- STATED PROBLEM -
Format the stretch from the line containing "Class, indicate each instance of the chair" through the final line, both ends included, as a JSON list of strings with one string per line and blank lines omitted.

─── DATA SHOWN ───

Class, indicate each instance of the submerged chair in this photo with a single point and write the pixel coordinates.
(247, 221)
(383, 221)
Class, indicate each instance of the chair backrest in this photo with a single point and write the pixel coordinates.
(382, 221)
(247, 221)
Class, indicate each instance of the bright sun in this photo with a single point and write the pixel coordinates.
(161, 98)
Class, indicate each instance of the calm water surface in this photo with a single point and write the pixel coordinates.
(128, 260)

───

- ANSWER TO THIS EXERCISE -
[
  "Class, indicate each instance of the chair backrest in this photo with a single point and write the pixel coordinates.",
  "(382, 221)",
  "(247, 221)",
  "Class, indicate each instance of the bright sun in this photo with a single point and write the pixel coordinates.",
  "(161, 98)",
  "Class, indicate each instance of the calm water surface in this photo with a single point and write the pixel coordinates.",
  "(128, 260)"
]